Вы знаете, внимательное разглядывание этих росписей вас, как и любого человека,  унесет из реальной повседневности в удивительный мир древних преданий, и каждый может увидеть в этих фресках помимо общеизвестных сюжетов что-то такое, что было вложено художником. Но в этот момент заметишь это только ты, потому что художник обращается к каждому человеку в отдельности, он как будто только для тебя спел эту песню…

Дни Творения. Они написаны (каждый из Дней)  отдельными законченными картинами, даже заключёнными в своеобразные рисованные рамы. Отделение тьмы от света, небес от земли, создание суши и моря, трав, деревьев и плодов, светил небесных, птиц и рыб – все они мало чем отличаются друг от друга. Центральная фигура Саваофа переходит  из сюжета в сюжет практически без изменений, меняются лишь поза и необходимые по сюжету детали. День Творения шестой –  сотворение человека – вначале кажется построенным по тому же принципу. Но нет! Сходство лишь внешнее. Во-первых, здесь в одной «картине» совмещены два сюжета, в Библии разделенные временем: сотворение Адама и сотворение Евы. Здесь всё это выглядит, как два кадра кино, наложенные друг на друга. То, что называют «двойной экспозицией». Правда, отчетливо видно, что первично, по мнению художника. Сотворение Адама: фигура Саваофа перекрывает такую же фигуру бога, создающего Еву  рядом с лежащим Адамом. Обратите внимание – бог и в том и другом случае не бестелесен, как в предыдущих Днях.  Он реально движется – наклоняясь к Адаму, протягивая руку к Еве. Да и ниспадающие его одежды написаны более конкретно, более по-земному… Что хотел сказать этим художник? Выделял этот День, как День особой важности? Хотел приблизить древнее предание к зрителю?..

Скорее всего – именно второе.  Этот медальон, где впервые появляется движение событий, времени, стал как бы переходным к последующей библейской истории. В самом деле – создание природы и  всего мира простому зрителю трудно представить конкретно, зримо. Это, всё-таки, умом постичь невозможно. А вот реально лежащих, например, на земле людей каждый зритель видел в своей жизни. Это  ему ближе и знакомее. Это уже окружающая человека жизнь. И она изображена уже другим способом. Под медальонами Дней Творения события разворачиваются как бы лентой во временной последовательности: бог благословляет Адама и Еву в раю, грехопадение у древа познания, изгнание из рая… Открытый много веков назад принцип последовательного изобразительного рассказа обернулся в двадцатом столетии… да, да, примитивным комиксом, как это ни парадоксально!
==========
• [ЦЕЛЬ A] Какие два сюжета совмещены в одной «картине» шестого Дня Творения, согласно тексту о росписях Дней Творения?
• [ЦЕЛЬ B] Продолжите текст о росписях Дней Творения, начав сразу после его последнего предложения.

• [ЗАПИСАННЫЕ ДАННЫЕ]
==========
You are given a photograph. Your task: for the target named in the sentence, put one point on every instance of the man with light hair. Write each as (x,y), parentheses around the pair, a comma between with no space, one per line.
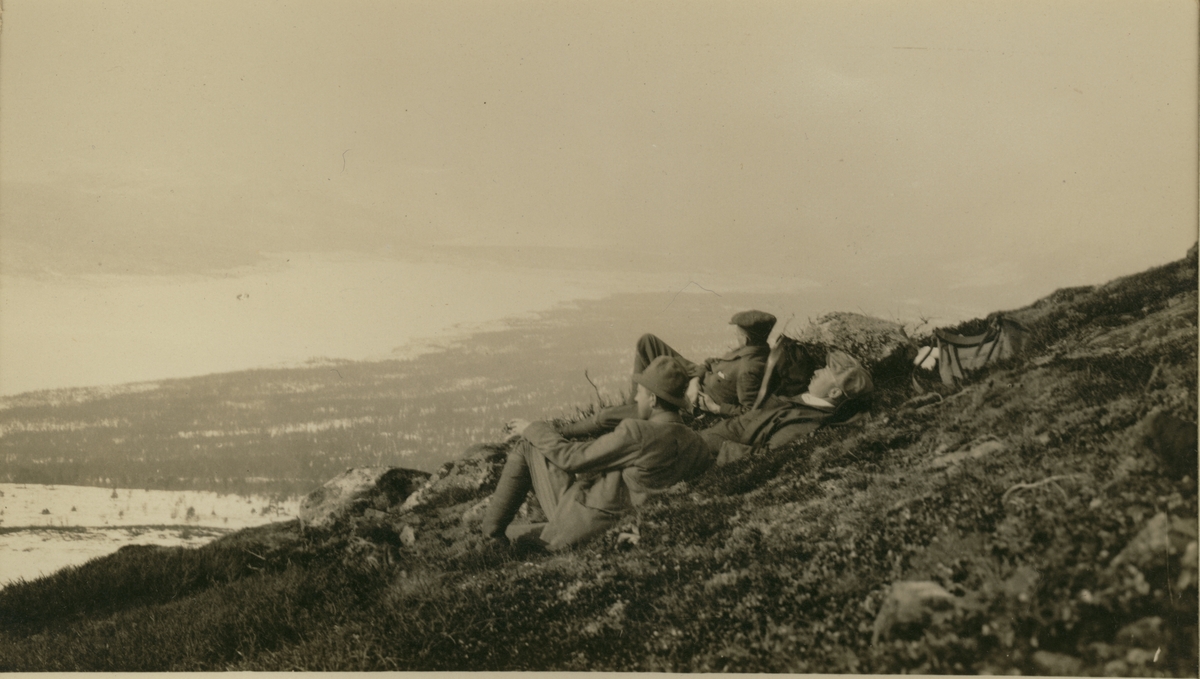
(583,487)
(781,420)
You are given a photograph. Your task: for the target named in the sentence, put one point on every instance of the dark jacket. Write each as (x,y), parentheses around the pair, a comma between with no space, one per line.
(733,379)
(777,422)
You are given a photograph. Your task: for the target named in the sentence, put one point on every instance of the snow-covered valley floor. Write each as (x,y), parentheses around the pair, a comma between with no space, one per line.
(46,528)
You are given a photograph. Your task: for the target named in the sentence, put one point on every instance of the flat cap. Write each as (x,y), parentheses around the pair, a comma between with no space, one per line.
(754,320)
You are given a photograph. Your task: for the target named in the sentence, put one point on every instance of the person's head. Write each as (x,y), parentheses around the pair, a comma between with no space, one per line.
(663,385)
(754,325)
(843,378)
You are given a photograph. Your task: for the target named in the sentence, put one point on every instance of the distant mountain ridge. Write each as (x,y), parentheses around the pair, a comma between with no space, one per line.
(1041,518)
(287,430)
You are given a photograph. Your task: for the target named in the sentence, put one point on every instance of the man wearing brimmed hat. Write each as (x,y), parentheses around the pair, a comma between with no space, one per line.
(780,420)
(585,486)
(726,385)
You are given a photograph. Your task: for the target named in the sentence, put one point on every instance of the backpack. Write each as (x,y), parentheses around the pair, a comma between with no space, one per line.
(958,354)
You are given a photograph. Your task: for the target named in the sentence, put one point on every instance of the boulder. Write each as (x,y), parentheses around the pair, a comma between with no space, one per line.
(1162,538)
(910,607)
(469,478)
(358,490)
(1174,440)
(883,347)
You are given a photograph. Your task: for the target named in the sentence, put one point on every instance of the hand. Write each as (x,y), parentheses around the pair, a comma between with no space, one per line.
(693,391)
(707,403)
(515,428)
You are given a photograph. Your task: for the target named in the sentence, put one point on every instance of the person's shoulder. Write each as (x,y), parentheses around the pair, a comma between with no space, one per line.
(749,352)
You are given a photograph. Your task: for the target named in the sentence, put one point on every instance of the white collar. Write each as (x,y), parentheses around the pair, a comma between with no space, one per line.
(816,402)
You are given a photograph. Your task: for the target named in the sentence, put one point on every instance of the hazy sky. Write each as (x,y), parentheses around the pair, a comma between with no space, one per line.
(978,152)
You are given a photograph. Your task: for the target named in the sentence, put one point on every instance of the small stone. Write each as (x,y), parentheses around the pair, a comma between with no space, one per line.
(1146,632)
(407,536)
(1056,664)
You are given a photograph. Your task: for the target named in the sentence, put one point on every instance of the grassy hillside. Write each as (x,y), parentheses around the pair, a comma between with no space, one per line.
(1054,497)
(289,430)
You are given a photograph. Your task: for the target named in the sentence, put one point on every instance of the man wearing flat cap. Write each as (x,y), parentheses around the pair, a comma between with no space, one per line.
(727,385)
(585,486)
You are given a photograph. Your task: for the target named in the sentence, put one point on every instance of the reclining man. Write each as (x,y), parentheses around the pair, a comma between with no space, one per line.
(781,420)
(585,486)
(727,385)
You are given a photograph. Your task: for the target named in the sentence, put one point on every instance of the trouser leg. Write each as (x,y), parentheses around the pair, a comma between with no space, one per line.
(510,492)
(549,484)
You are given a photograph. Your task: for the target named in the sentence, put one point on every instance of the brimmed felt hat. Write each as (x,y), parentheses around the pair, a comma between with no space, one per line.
(666,378)
(754,322)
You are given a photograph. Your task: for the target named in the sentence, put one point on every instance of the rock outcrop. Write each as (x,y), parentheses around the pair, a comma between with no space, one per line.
(358,490)
(882,346)
(911,606)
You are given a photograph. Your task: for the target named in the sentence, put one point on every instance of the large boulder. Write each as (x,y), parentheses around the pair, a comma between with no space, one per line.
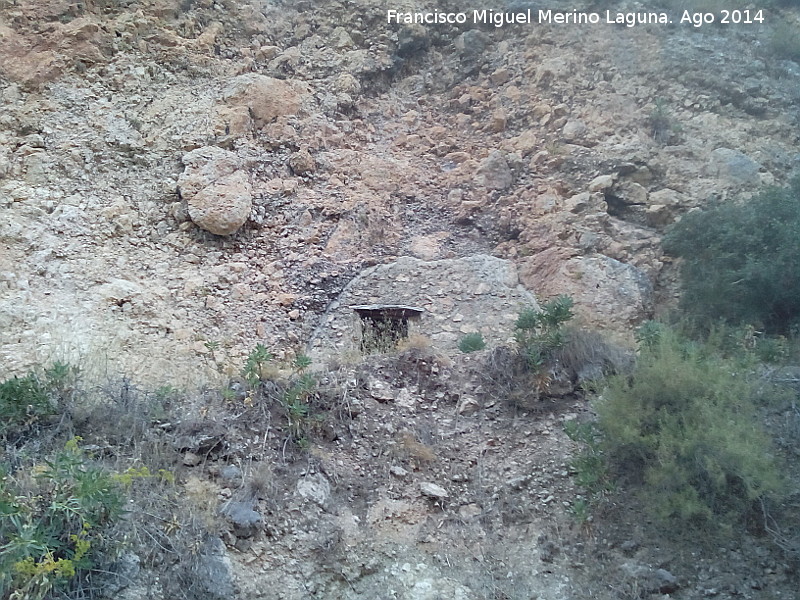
(607,292)
(217,191)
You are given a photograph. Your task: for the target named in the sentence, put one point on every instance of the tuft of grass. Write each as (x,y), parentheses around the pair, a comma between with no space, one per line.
(683,429)
(472,342)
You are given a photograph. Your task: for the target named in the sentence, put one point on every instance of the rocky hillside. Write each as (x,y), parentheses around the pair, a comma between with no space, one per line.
(337,141)
(181,180)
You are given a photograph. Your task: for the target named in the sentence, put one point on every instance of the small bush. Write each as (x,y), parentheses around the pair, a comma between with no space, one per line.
(472,342)
(741,261)
(539,333)
(28,402)
(53,523)
(683,427)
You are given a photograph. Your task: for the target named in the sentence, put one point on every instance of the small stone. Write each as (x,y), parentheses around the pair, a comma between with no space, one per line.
(601,183)
(468,406)
(398,472)
(190,459)
(573,130)
(302,163)
(434,491)
(494,172)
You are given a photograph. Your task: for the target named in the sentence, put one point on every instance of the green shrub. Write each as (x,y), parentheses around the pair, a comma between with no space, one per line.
(27,402)
(52,524)
(539,333)
(684,429)
(741,260)
(23,402)
(472,342)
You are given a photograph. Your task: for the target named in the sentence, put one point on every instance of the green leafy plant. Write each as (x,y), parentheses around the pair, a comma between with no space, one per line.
==========
• [ПИСЬМЕННЫЙ ОТВЕТ A] Сотворение Адама и сотворение Евы.

• [ПИСЬМЕННЫЙ ОТВЕТ B]
Мы уже говорили об элементах апокрифов, внесённых художниками во фрески. Но кроме того в какие-то моменты создается впечатление, что авторы спорят с установившейся традицией. Сами посудите.

Принято считать, что изгнанные из рая Адам и Ева раскаивались в грехе и горевали. Вот и замечательный исследователь этих  фресок  искусствовед  Альберт  Васильевич Кильдышев  в своей прекрасной книге   оказался в плену традиции и не увидел того, что изобразил художник на самом деле. Он пишет: «Ева с видом глубокой скорби прижала руки к груди, Адам в отчаянье закрыл голову руками»… Ну, что ж, руки, прижатые к груди, это, действительно, жест раскаяния, извинения, что уж говорить о закрытой руками голове. Но весь фокус заключается в том, что ничего этого нет на фреске! Вглядитесь повнимательнее: Ева не прижала ладони к груди, а наоборот – держит их ладонями вперед! А это уже жест отталкивания, отрицания, несогласия! И Адам на фреске не хватается за голову, а поднял их кверху. Посмотрите на кисти рук. Они даже не в положении мольбы, просьбы о прощении. В жесте есть что-то такое, что можно перевести на  общепонятный язык словами: ах, да отстаньте от нас! Ещё раз взгляните на фреску: Адам ведь просто отмахивается –  не от бога, нет! – от изгоняющего их из рая архангела. И нет особой скорби на лицах, не плачут первые люди, как описано в книге Кильдышева. Кажется, что Ева даже улыбается! Нет, они не раскаялись. Если бы прародители наши покаялись, разве было бы столько греха в нашем мире? Вот такие, возможно, мысли вложил художник в эту фреску…

        Многое можно увидеть в этом цикле. И историю про всемирный потоп и Ноя; и первое убийство – Авеля Каином; и последовавшее возмездие… Кстати, в сцене убийства Авеля применён приём, который через сотни лет лёг в основу кинематографа: разложение движения на фазы! В одной части рисунка  Каин держит, замахнувшись, над головой камень. А слева стоит Авель и возле его головы – перелетевший уже камень… Чтобы никто не усомнился в том, что это тот самый камень, которым замахнулся Каин, художник рисует это орудие убийства той же округлой формы и тем же  цветом.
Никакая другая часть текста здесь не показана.